WHAT IS NEEDED:
Your task is to transcribe the entries below exactly, beginning with the line containing "of the concrete" and ending with the final line, and to add nothing else.

[Start SUPPLIED DATA]

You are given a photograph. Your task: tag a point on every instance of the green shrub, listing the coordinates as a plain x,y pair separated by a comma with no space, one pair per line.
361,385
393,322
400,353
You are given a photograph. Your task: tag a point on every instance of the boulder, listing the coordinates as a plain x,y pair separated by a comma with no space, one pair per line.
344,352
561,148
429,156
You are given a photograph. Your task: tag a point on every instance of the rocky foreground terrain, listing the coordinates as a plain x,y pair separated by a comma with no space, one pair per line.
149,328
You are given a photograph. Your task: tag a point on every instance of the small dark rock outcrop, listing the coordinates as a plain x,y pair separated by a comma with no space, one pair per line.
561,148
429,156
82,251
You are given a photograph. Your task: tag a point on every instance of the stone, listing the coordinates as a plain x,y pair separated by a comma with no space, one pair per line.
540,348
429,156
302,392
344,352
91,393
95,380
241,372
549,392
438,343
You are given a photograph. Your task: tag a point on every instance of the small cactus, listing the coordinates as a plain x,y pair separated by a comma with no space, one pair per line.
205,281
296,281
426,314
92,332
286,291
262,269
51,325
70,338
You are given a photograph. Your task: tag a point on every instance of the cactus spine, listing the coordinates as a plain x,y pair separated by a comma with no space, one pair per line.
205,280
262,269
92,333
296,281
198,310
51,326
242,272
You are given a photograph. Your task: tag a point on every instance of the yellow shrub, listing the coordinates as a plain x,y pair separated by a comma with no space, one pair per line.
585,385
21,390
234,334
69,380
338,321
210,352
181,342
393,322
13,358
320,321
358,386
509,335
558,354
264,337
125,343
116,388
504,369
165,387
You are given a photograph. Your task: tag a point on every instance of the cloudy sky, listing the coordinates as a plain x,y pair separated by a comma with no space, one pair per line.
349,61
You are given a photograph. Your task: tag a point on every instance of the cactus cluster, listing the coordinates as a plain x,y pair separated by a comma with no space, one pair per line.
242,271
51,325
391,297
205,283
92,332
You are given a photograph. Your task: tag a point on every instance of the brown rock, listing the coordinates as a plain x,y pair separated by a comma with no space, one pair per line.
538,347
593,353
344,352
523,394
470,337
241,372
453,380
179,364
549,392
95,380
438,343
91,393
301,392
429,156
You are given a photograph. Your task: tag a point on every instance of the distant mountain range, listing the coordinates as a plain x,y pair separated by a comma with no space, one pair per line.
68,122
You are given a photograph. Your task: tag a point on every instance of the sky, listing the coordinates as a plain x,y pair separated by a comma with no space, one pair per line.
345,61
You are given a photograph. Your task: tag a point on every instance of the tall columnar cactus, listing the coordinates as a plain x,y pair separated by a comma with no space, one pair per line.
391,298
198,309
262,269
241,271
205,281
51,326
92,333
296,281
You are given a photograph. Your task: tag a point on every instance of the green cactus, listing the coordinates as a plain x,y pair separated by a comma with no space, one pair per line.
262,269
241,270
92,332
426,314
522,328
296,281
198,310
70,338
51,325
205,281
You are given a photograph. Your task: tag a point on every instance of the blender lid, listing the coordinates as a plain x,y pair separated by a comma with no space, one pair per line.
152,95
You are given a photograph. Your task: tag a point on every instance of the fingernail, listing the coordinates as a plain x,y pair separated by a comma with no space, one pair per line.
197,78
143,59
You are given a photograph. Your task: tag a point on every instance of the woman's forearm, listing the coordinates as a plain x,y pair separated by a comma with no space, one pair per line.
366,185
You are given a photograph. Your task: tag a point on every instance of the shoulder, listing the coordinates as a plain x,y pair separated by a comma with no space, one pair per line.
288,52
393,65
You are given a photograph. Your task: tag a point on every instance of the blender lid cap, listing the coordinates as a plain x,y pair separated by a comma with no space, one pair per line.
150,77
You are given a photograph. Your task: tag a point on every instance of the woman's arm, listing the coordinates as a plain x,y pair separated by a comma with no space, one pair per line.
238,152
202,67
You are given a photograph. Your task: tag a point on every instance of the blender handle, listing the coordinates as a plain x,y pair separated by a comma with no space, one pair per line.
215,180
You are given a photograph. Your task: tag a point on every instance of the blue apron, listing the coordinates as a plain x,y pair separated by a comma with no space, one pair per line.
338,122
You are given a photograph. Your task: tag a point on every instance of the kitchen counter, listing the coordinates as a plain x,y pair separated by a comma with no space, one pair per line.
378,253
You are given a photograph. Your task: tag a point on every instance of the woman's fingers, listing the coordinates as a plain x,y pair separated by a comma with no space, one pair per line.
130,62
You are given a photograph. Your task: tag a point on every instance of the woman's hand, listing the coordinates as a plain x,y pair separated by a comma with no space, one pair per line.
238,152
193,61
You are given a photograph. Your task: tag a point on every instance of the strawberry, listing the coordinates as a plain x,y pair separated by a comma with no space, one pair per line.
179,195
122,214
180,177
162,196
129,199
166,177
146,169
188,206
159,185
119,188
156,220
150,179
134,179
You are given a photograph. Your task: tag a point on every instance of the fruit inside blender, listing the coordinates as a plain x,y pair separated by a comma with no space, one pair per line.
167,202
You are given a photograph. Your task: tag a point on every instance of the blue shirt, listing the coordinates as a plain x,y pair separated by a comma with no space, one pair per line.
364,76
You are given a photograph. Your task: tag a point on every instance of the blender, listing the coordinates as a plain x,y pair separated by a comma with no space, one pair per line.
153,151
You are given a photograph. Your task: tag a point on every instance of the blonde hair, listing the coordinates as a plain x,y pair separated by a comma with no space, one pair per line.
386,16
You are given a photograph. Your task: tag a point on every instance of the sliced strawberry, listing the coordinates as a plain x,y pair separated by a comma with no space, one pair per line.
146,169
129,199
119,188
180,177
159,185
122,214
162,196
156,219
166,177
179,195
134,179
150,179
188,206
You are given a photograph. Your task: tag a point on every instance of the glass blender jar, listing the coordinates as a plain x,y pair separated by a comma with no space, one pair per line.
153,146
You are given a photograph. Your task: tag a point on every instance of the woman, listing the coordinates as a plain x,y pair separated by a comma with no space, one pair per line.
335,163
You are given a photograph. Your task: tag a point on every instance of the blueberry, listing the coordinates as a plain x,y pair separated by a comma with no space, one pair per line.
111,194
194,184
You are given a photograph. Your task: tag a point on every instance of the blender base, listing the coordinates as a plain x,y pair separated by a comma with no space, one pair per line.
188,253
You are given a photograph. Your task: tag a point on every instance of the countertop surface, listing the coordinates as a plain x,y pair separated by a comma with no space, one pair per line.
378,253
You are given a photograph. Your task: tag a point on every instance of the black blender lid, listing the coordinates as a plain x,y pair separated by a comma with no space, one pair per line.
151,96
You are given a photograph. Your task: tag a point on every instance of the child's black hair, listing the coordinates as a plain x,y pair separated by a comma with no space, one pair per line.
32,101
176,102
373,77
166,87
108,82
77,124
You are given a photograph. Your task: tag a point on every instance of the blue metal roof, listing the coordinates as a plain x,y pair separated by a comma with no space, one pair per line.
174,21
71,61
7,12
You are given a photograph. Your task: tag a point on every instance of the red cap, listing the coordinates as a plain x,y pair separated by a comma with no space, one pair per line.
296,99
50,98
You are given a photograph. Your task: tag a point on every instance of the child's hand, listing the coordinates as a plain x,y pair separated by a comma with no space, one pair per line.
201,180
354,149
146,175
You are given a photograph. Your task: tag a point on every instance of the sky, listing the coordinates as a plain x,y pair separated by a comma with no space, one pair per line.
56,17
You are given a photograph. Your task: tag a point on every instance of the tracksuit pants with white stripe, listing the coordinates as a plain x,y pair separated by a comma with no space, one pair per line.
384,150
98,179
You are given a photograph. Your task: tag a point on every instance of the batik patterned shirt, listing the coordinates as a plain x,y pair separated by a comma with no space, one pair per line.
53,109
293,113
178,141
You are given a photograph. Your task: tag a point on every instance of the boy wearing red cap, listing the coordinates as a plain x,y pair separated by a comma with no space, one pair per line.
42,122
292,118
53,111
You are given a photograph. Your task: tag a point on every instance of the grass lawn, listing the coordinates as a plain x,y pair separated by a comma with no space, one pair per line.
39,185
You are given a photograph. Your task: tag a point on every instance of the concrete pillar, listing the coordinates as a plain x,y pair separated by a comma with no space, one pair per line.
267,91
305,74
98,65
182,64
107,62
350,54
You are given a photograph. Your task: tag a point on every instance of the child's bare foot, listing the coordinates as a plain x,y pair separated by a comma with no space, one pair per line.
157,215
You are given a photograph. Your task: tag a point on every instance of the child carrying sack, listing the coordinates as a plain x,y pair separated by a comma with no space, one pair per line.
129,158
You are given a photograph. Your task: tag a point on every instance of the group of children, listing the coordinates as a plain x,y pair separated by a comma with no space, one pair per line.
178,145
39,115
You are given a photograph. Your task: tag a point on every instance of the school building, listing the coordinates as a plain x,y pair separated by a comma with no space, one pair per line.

[End SUPPLIED DATA]

THE ANSWER:
You are given a photograph. Your task: tag a point on every instance of the concrete pillar, listing the coordinates as a plain x,y pair separated by a comma with no space, one pair per line.
267,91
305,74
98,65
182,64
107,62
350,54
You are given a photograph. Your task: tag a point on every instance of the child's bare foot, listing the coordinates as a plain x,y pair separated by a comma with no space, one pair per line.
157,215
You are given a photograph. Your task: tag a point on every instance of the child carrying sack, listing the coordinates as a plain x,y pair separated by a comma with no space, one pair per line.
129,158
You are given a photograph. Your task: tag a point on every instance of the group of children, listing the coordinates as a plain x,y pair separated by a comma with no space, one pair per line.
178,145
39,115
You are given a photograph. Your task: tag a point on every instance of the school building, listing the coordinates as a plain x,y pair separated by a comma with no space, one pair per line.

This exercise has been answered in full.